Source data »
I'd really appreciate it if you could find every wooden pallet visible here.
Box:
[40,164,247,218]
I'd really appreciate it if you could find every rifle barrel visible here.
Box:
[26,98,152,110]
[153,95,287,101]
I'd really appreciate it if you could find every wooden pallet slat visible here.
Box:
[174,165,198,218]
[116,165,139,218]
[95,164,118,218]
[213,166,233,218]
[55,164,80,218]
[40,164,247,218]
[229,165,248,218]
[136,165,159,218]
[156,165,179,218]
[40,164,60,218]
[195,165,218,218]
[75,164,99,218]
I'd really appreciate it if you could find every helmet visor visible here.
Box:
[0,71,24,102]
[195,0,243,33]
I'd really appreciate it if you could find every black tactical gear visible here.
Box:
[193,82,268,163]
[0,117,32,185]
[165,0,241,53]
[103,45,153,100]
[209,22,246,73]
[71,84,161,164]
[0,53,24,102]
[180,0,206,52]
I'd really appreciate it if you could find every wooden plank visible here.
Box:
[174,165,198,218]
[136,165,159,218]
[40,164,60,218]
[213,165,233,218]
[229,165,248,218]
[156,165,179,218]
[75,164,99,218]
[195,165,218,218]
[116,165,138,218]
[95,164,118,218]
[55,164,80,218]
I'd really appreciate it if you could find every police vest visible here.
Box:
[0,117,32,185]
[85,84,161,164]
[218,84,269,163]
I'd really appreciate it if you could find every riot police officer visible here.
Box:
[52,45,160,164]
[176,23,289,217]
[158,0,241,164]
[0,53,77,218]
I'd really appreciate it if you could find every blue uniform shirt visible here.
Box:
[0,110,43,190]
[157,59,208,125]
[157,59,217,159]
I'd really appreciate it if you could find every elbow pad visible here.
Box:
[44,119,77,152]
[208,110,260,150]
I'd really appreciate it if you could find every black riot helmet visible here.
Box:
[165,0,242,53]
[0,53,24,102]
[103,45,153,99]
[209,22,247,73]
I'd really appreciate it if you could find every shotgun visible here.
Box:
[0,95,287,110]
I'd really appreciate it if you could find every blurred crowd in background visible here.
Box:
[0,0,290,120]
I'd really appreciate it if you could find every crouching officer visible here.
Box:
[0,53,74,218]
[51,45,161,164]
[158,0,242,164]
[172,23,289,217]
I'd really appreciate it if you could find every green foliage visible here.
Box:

Requirement »
Please copy all of the lines above again, putting "in view" wherever "visible here" appears and leaving everything else unchanged.

Answer below »
I'd really appreciate it if you could find every wooden pallet in view.
Box:
[40,164,247,218]
I'd really appreciate it if you could find every rifle barrel in view.
Box:
[26,98,152,110]
[153,95,287,101]
I'd really appreciate it if you could find every wooden pallet slat in view.
Box:
[174,165,198,218]
[116,165,139,218]
[95,164,118,218]
[213,166,233,218]
[55,164,80,218]
[40,164,247,218]
[229,165,248,218]
[136,165,159,218]
[156,165,179,218]
[40,164,60,218]
[195,165,218,218]
[75,164,99,218]
I'd really appreciate it if you could find every helmet visor in view.
Box:
[0,71,24,102]
[195,0,243,33]
I'd really appreciate it if you could find every black tactical gear in view.
Box:
[193,82,268,163]
[0,117,32,185]
[165,0,241,53]
[103,45,153,100]
[209,22,246,73]
[71,84,161,164]
[0,53,24,102]
[180,0,206,52]
I'd really appreciate it if you could find every wooden plank in view.
Box:
[174,165,198,218]
[136,165,159,218]
[40,164,60,218]
[213,165,233,218]
[229,165,248,218]
[156,165,179,218]
[75,164,99,218]
[195,165,218,218]
[116,165,138,218]
[95,164,118,218]
[55,164,80,218]
I'd really appreciate it if you could find every police vest in view.
Box:
[0,117,32,185]
[85,84,161,164]
[218,84,269,163]
I'd really appreciate it if you could find every riot police officer in view.
Box:
[52,45,160,164]
[176,23,289,217]
[158,0,241,164]
[0,53,77,218]
I'd really appreciate it if you could find every blue uniform shirt in view.
Box:
[0,110,43,190]
[157,59,208,125]
[157,59,217,159]
I'd really appreciate it if you could find every elbow pad in view.
Box:
[44,119,77,152]
[208,110,260,150]
I'd really appreciate it if you could find every black riot helmet in view.
Box:
[165,0,242,53]
[0,53,24,102]
[103,45,153,99]
[209,22,247,73]
I'd really appreciate it if you could find every shotgun in view.
Box:
[0,95,287,110]
I'd really appreciate it if you could find every blurred crowd in background in view.
Box:
[0,0,290,120]
I'd really appreciate it if you could find every crouching officer in view.
Box:
[0,53,74,218]
[51,45,161,164]
[158,0,242,164]
[172,23,289,217]
I'd really appreciate it if you could find every green foliage in view.
Box:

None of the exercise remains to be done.